**Instructions**
a) Which values does the double-slit problem give in its setup, before the lettered choices?
b) Continue the double-slit problem from its last line.

**Excerpted passage**
· · · ·
Question

A parallel beam of light 500 nm is incident at an angle ${30}^o$ with the normal to the slit plane in a young's double-slit experiment. The intensity due to each slit is $I_o$. Point O is equidistant from $s_{1}and{s}_2$. The distance between slits is 1 mm.

• A. The intensity at O is 4Io
• B. The intensity at O is zero.
• C. The intensity at a point on the screen 4mm from O is 41o
• D. The intensity at a point on the screen 4 mm from O is zero

Answer 1

Answer: (A)
· · · ·
**Data section**

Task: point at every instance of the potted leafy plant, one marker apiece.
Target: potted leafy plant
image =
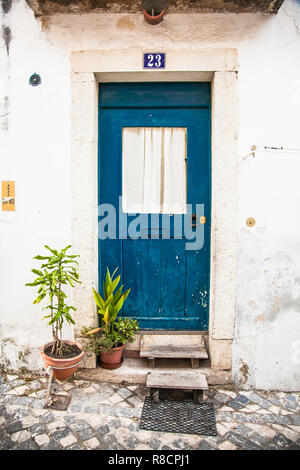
· · · ·
**Written answers**
a)
- Wavelength of the light: 500 nm
- Angle of incidence: 30° with the normal to the slit plane
- Intensity due to each slit: Io
- Distance between the slits: 1 mm

b)
The intensity at O is 4Io

Given,

wavelength $\lambda =500nm=500\times {10}^{-9}m$

Angle of incident $\theta ={30}^{\circ }$

$d=1mm$

Path difference is

$△x=n\lambda =dsin\theta n=\frac{dsin\theta }{\lambda }$

Substitute all value in above equation

$n=\frac{1\times {10}^{-3}\times sin30}{500\times {10}^{-9}}={10}^3=integer$

Here n is an integer therefore it will make maximum intensity at point P.

$I_{max}={(\sqrt{I_1}+\sqrt{I_2})}^2={(\sqrt{I_0}+\sqrt{I_0})}^2=4I_0$

Option A is correct option.